Challenge
Reproduce the records below word for word, from the line containing "Q: For the golden fur" through the end of the records, including both ends.

───── Supplied data ─────

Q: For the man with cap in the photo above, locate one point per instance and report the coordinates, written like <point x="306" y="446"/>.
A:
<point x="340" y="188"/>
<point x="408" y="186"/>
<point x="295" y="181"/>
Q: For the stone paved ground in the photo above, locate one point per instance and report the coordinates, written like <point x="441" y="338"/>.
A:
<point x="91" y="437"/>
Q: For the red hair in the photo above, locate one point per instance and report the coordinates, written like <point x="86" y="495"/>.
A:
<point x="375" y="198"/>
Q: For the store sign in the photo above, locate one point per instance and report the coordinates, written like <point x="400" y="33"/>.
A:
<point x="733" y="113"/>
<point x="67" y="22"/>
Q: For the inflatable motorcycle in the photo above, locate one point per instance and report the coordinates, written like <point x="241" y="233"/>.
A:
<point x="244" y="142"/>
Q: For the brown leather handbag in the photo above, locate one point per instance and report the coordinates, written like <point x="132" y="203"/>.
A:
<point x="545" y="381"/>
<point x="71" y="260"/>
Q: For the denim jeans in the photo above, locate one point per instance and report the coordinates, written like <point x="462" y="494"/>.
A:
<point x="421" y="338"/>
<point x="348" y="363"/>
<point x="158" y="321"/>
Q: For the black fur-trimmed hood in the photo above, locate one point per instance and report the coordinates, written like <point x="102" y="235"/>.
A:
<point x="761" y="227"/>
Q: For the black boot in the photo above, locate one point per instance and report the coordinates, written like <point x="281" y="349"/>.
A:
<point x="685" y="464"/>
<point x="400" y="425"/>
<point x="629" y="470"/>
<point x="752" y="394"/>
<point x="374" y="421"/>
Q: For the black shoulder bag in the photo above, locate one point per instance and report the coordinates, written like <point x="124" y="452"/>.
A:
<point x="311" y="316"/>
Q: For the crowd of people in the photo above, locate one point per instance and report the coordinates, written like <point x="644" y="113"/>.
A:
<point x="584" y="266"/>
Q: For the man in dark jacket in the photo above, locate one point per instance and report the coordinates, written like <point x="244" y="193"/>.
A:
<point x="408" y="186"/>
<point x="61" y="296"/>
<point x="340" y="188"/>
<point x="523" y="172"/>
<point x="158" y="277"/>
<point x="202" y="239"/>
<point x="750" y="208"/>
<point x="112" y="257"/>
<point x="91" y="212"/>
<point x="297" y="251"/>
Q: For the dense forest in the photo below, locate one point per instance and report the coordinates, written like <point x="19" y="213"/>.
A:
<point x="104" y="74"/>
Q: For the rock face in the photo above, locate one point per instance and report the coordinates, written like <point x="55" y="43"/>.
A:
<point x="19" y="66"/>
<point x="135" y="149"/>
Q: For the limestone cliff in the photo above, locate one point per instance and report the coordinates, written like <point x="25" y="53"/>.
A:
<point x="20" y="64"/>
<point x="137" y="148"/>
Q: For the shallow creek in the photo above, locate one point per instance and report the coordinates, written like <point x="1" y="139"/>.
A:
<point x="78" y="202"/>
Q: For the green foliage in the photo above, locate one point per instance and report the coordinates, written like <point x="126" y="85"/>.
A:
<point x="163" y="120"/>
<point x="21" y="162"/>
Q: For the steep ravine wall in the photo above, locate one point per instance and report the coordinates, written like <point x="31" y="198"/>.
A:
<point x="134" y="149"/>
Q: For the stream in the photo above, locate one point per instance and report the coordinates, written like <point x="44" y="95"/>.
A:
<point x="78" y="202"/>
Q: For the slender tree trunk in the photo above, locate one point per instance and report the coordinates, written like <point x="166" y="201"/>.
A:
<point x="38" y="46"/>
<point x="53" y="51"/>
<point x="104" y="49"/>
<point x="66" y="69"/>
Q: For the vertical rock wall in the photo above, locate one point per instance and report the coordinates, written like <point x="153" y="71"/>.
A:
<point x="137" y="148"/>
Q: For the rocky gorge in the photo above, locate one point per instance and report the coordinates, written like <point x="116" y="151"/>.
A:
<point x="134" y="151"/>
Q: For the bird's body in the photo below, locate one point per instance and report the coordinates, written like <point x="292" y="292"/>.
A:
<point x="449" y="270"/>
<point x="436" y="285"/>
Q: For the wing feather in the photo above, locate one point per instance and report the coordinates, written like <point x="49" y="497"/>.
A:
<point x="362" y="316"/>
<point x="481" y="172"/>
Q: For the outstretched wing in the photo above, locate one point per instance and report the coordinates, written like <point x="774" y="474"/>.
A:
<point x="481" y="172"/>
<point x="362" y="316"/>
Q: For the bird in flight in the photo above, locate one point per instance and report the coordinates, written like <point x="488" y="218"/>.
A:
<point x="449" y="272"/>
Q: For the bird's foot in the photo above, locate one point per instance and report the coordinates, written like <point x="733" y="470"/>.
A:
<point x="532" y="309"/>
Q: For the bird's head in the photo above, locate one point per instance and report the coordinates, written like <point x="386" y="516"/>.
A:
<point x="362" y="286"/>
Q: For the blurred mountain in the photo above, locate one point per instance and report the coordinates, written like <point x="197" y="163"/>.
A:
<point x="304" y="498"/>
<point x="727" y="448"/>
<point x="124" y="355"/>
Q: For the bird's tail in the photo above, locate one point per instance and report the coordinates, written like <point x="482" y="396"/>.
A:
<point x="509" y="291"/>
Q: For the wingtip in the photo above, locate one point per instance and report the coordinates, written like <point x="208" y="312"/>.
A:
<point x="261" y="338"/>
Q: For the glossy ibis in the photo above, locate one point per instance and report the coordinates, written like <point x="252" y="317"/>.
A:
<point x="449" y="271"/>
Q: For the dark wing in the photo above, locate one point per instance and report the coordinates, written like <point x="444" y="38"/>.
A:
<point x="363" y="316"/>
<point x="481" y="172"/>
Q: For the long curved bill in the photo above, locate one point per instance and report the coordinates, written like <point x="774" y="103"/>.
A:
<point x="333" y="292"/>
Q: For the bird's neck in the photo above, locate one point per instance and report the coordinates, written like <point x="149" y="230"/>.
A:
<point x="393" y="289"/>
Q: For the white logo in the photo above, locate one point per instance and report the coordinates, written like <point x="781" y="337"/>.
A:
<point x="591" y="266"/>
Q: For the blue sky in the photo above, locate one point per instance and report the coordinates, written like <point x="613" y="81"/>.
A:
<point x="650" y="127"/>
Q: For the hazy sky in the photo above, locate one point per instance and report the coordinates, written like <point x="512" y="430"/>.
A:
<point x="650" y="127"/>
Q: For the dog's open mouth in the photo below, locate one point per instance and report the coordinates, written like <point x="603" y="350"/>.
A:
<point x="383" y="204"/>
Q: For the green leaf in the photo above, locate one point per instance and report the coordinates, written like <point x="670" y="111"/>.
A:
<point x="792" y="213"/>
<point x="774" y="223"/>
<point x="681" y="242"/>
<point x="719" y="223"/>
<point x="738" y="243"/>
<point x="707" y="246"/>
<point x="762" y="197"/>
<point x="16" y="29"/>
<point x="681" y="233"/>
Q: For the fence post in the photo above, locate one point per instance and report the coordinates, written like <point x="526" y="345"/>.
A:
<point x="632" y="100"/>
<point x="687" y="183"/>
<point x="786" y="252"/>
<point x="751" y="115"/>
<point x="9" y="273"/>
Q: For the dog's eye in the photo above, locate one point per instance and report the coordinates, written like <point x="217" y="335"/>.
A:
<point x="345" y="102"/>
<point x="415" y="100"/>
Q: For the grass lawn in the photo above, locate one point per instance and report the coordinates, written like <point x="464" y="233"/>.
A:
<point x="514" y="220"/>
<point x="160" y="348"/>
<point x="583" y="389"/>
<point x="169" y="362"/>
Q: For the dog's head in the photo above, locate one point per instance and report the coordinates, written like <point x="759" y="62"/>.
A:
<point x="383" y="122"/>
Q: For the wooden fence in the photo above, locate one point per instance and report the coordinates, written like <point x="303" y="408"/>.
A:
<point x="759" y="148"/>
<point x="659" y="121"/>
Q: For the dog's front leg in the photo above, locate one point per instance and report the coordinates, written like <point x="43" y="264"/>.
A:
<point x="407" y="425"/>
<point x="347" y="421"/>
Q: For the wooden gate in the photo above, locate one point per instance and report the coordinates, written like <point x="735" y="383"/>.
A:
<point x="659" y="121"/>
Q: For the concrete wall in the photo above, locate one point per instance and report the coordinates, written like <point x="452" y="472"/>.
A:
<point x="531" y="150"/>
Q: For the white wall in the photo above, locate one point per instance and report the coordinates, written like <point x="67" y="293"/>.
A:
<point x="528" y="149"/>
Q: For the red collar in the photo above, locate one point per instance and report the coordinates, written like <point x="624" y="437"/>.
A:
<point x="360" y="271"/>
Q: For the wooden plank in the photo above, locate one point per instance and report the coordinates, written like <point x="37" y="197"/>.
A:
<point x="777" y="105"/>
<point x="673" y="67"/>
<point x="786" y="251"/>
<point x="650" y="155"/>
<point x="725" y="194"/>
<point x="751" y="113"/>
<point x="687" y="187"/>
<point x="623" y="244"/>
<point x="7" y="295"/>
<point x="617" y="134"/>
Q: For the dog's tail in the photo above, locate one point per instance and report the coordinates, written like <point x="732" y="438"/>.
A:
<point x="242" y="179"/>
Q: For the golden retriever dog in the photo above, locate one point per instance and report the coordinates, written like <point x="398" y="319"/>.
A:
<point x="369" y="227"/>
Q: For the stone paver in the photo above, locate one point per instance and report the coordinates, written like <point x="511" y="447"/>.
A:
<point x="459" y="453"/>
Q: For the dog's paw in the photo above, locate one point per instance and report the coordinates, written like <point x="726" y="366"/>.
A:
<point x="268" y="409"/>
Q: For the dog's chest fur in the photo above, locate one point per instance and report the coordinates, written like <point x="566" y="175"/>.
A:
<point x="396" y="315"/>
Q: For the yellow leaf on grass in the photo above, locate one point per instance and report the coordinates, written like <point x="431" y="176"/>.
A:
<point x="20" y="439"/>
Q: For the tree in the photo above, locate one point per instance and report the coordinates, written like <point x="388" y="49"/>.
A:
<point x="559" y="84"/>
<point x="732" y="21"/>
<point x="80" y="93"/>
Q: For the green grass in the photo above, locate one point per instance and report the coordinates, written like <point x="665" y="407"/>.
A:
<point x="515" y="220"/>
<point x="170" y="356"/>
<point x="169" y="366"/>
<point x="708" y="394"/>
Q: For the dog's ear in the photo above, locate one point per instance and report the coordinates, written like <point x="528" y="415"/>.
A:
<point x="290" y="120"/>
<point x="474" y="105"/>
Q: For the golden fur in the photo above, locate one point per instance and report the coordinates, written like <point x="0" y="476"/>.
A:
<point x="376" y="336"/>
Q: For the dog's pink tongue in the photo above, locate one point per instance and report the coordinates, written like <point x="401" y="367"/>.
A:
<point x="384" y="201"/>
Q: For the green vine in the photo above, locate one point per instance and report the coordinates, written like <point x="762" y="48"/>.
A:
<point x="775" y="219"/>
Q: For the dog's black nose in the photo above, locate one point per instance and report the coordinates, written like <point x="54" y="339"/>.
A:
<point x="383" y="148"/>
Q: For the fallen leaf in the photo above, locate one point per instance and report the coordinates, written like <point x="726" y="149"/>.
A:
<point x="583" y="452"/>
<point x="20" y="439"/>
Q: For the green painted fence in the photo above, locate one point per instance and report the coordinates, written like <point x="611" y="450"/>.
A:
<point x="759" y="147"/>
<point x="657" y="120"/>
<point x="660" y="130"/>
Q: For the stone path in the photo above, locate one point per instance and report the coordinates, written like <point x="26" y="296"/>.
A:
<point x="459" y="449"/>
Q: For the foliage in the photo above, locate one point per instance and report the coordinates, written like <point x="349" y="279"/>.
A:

─────

Full output
Q: For the golden fur in the photo above, locate one point per instance and report the coordinates, written like <point x="0" y="476"/>.
A:
<point x="376" y="336"/>
Q: For the dog's pink tongue in the photo above, locate one point per instance and report the coordinates, written like <point x="401" y="367"/>.
A:
<point x="384" y="201"/>
Q: For the green vine in the photo above, locate one point per instance and report the coordinates, written like <point x="762" y="48"/>.
A:
<point x="775" y="219"/>
Q: For the dog's black nose in the photo above, locate one point per instance and report the coordinates, written like <point x="54" y="339"/>.
A:
<point x="383" y="148"/>
Q: For the fallen leaf in the photo above, locate one point per instance and report the coordinates, written like <point x="726" y="149"/>.
A:
<point x="583" y="452"/>
<point x="20" y="439"/>
Q: For the green painted fence in the photo above, locate one point per instance and report the coordinates, written like <point x="611" y="450"/>.
A:
<point x="759" y="147"/>
<point x="657" y="120"/>
<point x="660" y="130"/>
Q: For the stone path in the photo above, locate one point per instance and report the coordinates, written like <point x="26" y="296"/>.
A:
<point x="459" y="449"/>
Q: For the foliage in the photo above, locate one point per instance and report the coordinates, written like <point x="349" y="279"/>.
A:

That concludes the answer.